▸ **Requirement**:
Since the copy must match the original, write out each record word for word, skipping only the pictures.

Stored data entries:
+---+

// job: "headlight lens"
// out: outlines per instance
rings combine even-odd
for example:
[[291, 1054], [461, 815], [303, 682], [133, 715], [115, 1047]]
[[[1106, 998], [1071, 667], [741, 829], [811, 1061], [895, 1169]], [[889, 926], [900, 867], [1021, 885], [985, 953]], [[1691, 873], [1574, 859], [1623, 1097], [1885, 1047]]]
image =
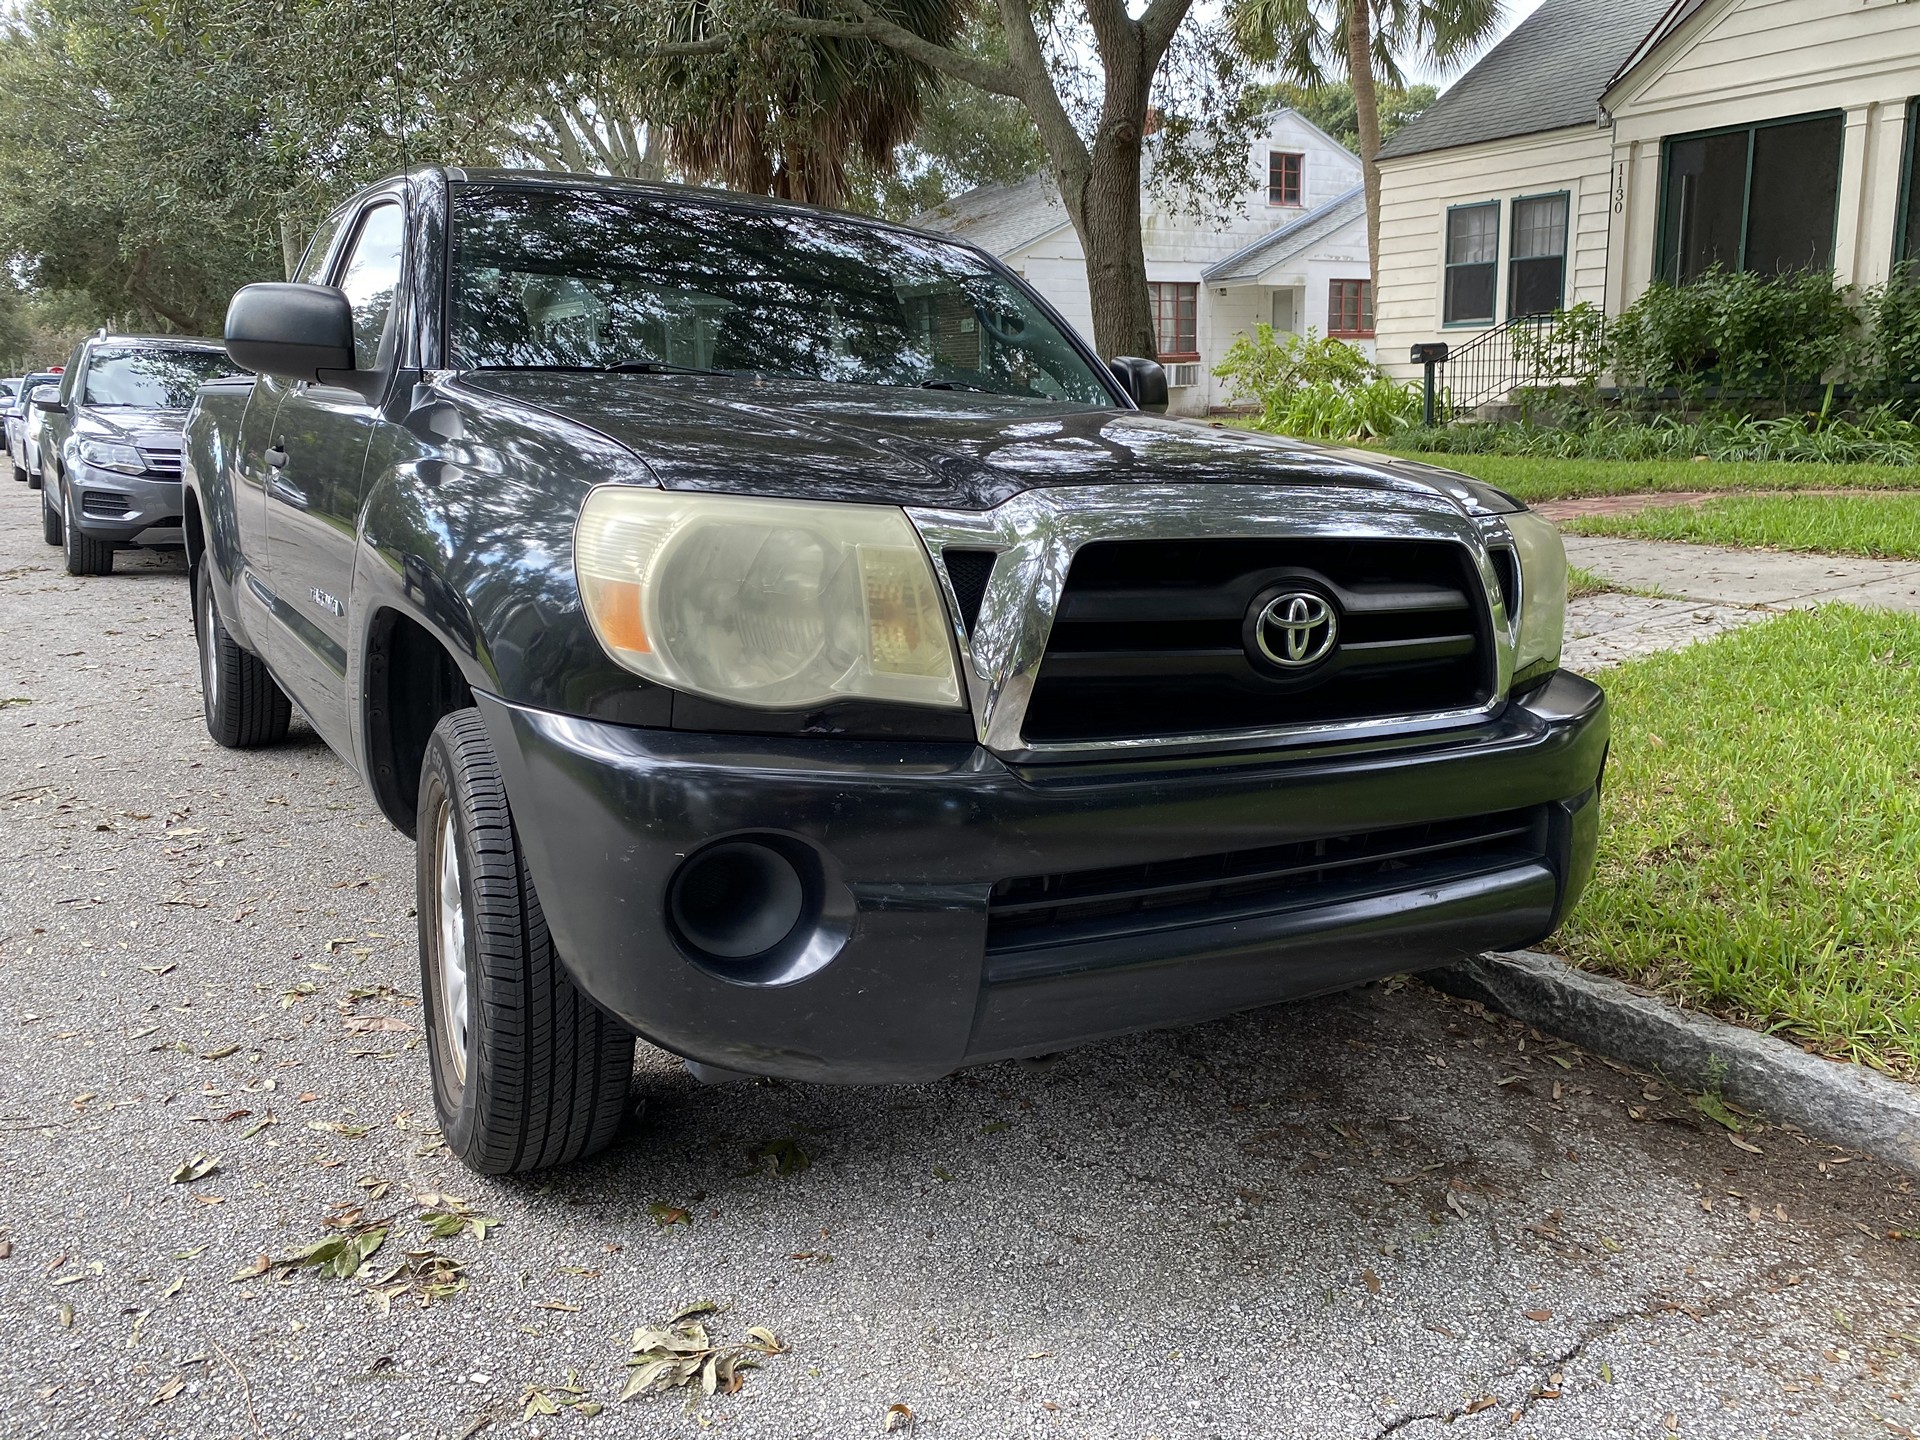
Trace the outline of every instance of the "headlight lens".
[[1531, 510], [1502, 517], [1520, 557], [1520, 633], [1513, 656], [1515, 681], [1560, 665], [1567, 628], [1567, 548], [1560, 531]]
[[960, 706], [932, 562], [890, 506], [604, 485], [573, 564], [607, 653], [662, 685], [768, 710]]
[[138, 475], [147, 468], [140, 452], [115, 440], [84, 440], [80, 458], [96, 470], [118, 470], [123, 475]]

+---+

▸ **Task answer**:
// job: "headlight lens"
// out: outlines per instance
rings combine even-odd
for example:
[[291, 1054], [461, 815], [303, 682], [133, 715], [115, 1047]]
[[[1106, 998], [1071, 667], [741, 829], [811, 1061], [895, 1169]], [[889, 926], [900, 867], [1021, 885], [985, 953]], [[1691, 873], [1574, 859], [1623, 1097], [1885, 1047]]]
image =
Trace the outline of every instance of the "headlight lens".
[[1531, 510], [1502, 517], [1520, 557], [1520, 633], [1513, 656], [1515, 681], [1560, 665], [1567, 628], [1567, 548], [1560, 531]]
[[960, 706], [932, 562], [890, 506], [604, 485], [573, 564], [607, 653], [662, 685], [768, 710]]
[[138, 475], [147, 468], [140, 452], [115, 440], [84, 440], [80, 458], [96, 470], [118, 470], [123, 475]]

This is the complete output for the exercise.